BEGIN PROVIDED ENTRIES

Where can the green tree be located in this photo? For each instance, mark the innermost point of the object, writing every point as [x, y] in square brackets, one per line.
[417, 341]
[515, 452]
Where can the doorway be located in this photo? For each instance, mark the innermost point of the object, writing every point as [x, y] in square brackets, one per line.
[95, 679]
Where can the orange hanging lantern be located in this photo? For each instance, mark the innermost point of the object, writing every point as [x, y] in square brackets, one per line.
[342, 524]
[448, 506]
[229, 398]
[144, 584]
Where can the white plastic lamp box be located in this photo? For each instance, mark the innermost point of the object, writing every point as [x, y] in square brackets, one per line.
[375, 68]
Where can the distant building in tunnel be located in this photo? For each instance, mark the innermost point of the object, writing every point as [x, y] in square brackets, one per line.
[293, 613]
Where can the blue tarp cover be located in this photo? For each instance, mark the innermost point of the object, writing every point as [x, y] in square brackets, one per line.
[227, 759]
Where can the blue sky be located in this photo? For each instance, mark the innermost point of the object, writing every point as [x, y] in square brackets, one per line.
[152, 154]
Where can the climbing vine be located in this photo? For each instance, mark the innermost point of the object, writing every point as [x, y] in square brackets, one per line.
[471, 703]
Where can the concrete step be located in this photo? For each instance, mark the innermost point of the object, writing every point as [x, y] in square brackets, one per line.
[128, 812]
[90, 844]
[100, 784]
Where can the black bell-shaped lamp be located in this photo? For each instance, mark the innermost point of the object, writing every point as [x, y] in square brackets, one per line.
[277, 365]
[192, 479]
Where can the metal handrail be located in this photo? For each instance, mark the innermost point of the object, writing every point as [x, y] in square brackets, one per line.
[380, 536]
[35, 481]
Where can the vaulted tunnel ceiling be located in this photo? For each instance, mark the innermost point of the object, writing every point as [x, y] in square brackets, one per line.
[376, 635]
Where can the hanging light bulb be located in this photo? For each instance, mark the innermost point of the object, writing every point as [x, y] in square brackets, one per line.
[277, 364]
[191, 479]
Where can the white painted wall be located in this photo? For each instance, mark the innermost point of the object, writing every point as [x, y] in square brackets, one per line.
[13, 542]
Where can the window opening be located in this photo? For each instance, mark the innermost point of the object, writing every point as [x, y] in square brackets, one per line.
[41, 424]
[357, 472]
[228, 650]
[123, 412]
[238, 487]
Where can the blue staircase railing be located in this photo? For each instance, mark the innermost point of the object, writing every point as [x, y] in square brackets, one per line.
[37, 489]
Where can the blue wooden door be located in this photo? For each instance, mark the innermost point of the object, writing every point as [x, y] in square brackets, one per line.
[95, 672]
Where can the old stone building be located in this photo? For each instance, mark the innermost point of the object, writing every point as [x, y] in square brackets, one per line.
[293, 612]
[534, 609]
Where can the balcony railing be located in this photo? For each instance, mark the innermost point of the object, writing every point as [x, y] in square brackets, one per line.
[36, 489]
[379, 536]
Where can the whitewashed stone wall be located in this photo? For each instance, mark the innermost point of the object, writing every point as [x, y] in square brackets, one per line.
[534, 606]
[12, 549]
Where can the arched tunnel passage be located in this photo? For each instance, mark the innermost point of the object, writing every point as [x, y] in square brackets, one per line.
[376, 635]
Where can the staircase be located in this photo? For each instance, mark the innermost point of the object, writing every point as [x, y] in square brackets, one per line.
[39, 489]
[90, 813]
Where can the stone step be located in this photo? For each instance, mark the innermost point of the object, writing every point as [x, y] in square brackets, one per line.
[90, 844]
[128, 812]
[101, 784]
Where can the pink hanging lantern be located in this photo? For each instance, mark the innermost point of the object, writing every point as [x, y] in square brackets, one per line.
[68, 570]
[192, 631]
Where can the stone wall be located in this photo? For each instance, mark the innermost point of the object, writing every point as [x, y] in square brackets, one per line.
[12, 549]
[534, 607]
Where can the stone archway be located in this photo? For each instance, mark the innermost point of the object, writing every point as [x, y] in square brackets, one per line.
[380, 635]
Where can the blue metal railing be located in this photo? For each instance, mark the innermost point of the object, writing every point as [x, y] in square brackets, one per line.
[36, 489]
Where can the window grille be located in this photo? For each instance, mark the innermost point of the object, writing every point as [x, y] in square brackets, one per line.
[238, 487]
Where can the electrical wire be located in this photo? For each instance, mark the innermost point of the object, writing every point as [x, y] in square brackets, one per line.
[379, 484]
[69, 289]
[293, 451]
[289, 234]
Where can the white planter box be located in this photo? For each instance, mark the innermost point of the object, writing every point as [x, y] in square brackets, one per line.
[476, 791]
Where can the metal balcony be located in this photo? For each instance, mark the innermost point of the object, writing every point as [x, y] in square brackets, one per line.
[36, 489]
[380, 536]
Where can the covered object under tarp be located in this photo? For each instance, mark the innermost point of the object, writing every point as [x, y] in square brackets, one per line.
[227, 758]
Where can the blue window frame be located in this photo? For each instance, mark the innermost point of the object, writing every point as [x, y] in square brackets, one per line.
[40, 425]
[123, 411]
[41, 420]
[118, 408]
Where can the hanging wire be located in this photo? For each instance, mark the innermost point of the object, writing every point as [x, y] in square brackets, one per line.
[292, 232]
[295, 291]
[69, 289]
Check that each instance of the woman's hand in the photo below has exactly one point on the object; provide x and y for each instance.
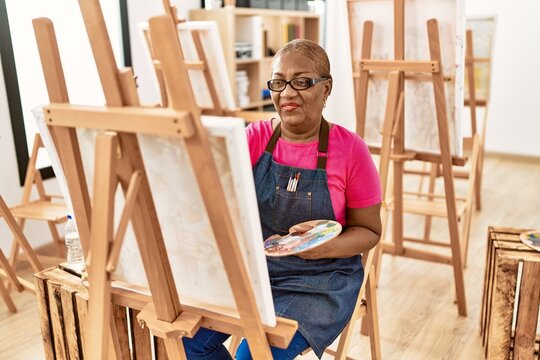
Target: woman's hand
(362, 232)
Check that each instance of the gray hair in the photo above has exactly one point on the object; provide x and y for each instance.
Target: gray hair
(310, 50)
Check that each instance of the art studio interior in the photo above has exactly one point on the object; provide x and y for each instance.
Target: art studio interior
(269, 179)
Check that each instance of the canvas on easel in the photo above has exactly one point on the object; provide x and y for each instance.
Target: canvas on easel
(421, 125)
(429, 68)
(187, 233)
(203, 55)
(119, 159)
(483, 31)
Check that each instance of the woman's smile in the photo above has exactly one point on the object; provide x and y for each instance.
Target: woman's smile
(290, 106)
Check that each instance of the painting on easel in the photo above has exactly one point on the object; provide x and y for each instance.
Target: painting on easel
(187, 233)
(421, 132)
(483, 30)
(211, 44)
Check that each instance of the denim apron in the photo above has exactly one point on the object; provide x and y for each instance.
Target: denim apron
(320, 294)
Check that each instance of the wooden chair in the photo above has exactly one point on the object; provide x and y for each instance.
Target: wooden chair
(49, 208)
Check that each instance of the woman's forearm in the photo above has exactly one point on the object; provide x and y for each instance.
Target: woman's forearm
(353, 241)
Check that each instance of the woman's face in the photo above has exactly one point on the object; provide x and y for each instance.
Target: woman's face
(299, 110)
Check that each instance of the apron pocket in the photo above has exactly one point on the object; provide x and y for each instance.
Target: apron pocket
(291, 208)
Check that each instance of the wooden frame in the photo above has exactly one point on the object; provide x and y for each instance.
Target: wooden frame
(445, 157)
(49, 208)
(506, 259)
(166, 317)
(191, 244)
(369, 69)
(201, 47)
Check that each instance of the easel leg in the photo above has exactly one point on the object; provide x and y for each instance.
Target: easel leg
(3, 291)
(446, 161)
(373, 316)
(99, 305)
(431, 189)
(58, 243)
(175, 348)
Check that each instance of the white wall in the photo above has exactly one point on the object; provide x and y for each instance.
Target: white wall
(514, 121)
(9, 179)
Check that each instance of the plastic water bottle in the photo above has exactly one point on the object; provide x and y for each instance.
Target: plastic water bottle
(75, 256)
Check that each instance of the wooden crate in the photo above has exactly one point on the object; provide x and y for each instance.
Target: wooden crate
(511, 297)
(63, 307)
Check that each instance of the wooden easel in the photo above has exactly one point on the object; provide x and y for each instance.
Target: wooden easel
(432, 70)
(474, 152)
(6, 270)
(49, 208)
(200, 65)
(123, 118)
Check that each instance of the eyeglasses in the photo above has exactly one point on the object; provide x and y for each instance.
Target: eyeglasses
(279, 85)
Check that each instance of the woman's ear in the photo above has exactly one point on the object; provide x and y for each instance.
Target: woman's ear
(328, 87)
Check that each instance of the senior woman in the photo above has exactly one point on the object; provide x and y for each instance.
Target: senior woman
(338, 181)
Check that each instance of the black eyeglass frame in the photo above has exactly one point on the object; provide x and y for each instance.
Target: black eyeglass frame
(312, 81)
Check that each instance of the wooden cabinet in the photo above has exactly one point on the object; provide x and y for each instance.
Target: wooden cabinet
(250, 37)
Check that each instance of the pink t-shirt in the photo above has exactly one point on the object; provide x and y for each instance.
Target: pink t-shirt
(353, 180)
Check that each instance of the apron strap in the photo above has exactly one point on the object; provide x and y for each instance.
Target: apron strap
(323, 143)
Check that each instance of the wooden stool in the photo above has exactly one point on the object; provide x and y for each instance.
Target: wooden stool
(512, 273)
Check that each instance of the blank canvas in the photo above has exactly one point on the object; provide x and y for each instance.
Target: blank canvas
(421, 132)
(196, 264)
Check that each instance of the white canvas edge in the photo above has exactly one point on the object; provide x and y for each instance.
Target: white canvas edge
(48, 142)
(216, 62)
(231, 129)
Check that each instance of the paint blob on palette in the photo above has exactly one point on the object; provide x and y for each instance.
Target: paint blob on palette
(307, 236)
(531, 239)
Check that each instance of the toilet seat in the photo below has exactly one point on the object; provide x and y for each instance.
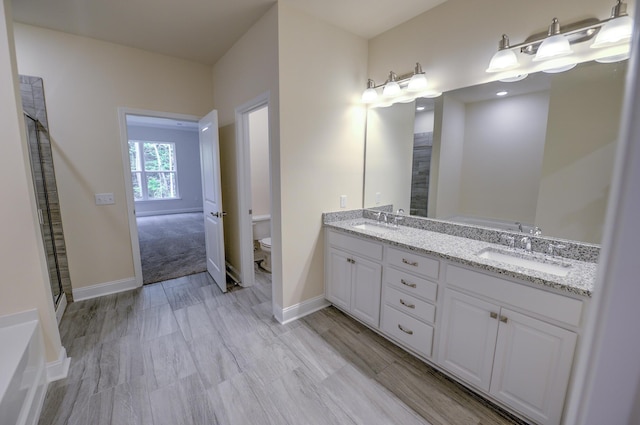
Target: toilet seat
(266, 242)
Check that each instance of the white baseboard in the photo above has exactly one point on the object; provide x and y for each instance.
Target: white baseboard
(62, 306)
(58, 369)
(300, 310)
(102, 289)
(166, 212)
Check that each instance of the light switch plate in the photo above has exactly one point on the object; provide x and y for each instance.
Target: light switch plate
(105, 199)
(343, 201)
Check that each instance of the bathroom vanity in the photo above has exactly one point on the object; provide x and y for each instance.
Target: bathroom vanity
(506, 329)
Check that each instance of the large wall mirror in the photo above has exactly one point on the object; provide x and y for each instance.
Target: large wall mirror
(540, 154)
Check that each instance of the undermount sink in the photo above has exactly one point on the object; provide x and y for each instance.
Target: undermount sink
(373, 227)
(527, 261)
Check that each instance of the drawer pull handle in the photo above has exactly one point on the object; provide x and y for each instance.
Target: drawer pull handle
(404, 303)
(407, 331)
(411, 263)
(410, 285)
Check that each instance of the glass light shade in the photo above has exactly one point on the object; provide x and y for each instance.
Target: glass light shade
(558, 69)
(503, 60)
(618, 30)
(553, 47)
(513, 79)
(369, 95)
(417, 83)
(391, 89)
(614, 54)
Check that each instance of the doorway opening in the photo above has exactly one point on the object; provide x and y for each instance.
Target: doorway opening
(254, 190)
(161, 157)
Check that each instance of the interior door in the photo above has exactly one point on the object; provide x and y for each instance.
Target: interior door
(212, 198)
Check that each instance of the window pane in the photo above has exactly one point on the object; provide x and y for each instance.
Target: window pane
(134, 155)
(159, 156)
(136, 179)
(161, 185)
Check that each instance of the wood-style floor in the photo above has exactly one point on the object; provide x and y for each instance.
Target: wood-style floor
(182, 352)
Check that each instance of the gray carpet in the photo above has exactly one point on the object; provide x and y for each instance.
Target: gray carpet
(171, 246)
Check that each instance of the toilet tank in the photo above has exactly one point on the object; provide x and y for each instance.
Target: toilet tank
(261, 227)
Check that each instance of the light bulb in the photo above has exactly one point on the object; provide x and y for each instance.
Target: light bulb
(417, 83)
(391, 88)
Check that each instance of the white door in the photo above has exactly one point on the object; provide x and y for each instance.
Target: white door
(532, 366)
(212, 198)
(468, 338)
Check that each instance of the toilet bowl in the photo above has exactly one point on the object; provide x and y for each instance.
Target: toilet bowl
(265, 247)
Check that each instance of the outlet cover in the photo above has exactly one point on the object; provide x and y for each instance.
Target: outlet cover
(343, 201)
(105, 199)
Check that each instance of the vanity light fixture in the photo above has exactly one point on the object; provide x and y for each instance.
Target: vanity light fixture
(553, 49)
(399, 88)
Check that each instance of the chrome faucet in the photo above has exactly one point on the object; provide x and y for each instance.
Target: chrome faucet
(525, 243)
(398, 217)
(553, 248)
(511, 241)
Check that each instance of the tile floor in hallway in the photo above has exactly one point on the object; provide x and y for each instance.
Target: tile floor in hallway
(182, 352)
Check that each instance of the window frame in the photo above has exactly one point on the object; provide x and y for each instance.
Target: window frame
(142, 172)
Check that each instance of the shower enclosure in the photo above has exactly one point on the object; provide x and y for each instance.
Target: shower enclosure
(44, 182)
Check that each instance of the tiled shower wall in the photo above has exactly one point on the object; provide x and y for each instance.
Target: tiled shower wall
(422, 145)
(33, 103)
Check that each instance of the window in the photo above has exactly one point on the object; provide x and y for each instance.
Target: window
(153, 170)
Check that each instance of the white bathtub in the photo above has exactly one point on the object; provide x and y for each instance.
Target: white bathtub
(23, 381)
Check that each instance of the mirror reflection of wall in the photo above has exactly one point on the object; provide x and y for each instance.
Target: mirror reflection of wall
(542, 154)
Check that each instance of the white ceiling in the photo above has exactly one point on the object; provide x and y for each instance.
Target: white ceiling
(202, 30)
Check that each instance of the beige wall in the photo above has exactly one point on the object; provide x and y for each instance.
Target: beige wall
(322, 75)
(260, 181)
(24, 282)
(249, 69)
(85, 81)
(455, 41)
(389, 156)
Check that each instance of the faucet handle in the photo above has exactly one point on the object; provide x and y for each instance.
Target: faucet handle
(553, 248)
(511, 241)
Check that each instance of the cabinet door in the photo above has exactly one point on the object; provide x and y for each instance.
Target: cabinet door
(339, 279)
(468, 338)
(365, 293)
(532, 366)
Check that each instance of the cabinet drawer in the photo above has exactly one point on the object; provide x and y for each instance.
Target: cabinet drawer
(408, 330)
(414, 263)
(548, 304)
(360, 246)
(410, 305)
(414, 285)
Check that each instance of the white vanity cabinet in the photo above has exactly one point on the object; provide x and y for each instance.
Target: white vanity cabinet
(354, 276)
(409, 311)
(523, 360)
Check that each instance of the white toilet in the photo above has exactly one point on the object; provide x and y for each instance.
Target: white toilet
(262, 238)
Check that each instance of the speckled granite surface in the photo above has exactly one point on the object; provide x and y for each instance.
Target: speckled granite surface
(464, 250)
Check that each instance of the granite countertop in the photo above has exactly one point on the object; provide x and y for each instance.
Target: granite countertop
(461, 250)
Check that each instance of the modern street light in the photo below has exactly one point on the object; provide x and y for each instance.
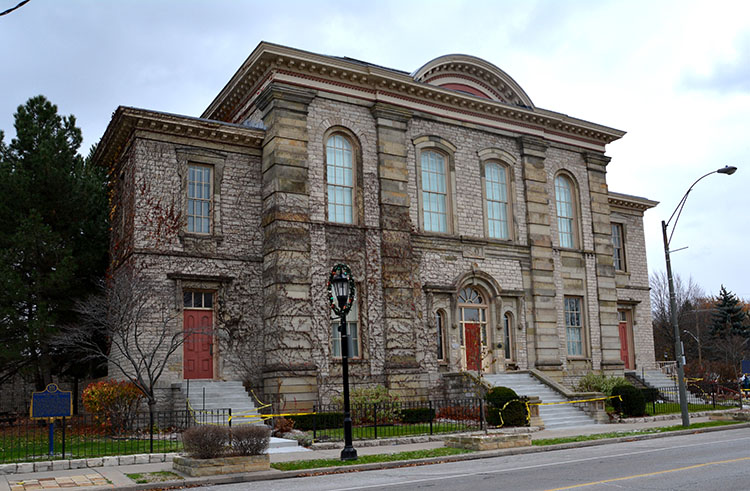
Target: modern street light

END PROVIDED ENTRIES

### [YOUR GOAL]
Every line containing the word "street" must be copied from the material above.

### [ANSWER FOR THE TASK]
Check that each instance of the modern street light in the photo below has exactly one point on the object; provide x and y for each instance.
Target: modern street light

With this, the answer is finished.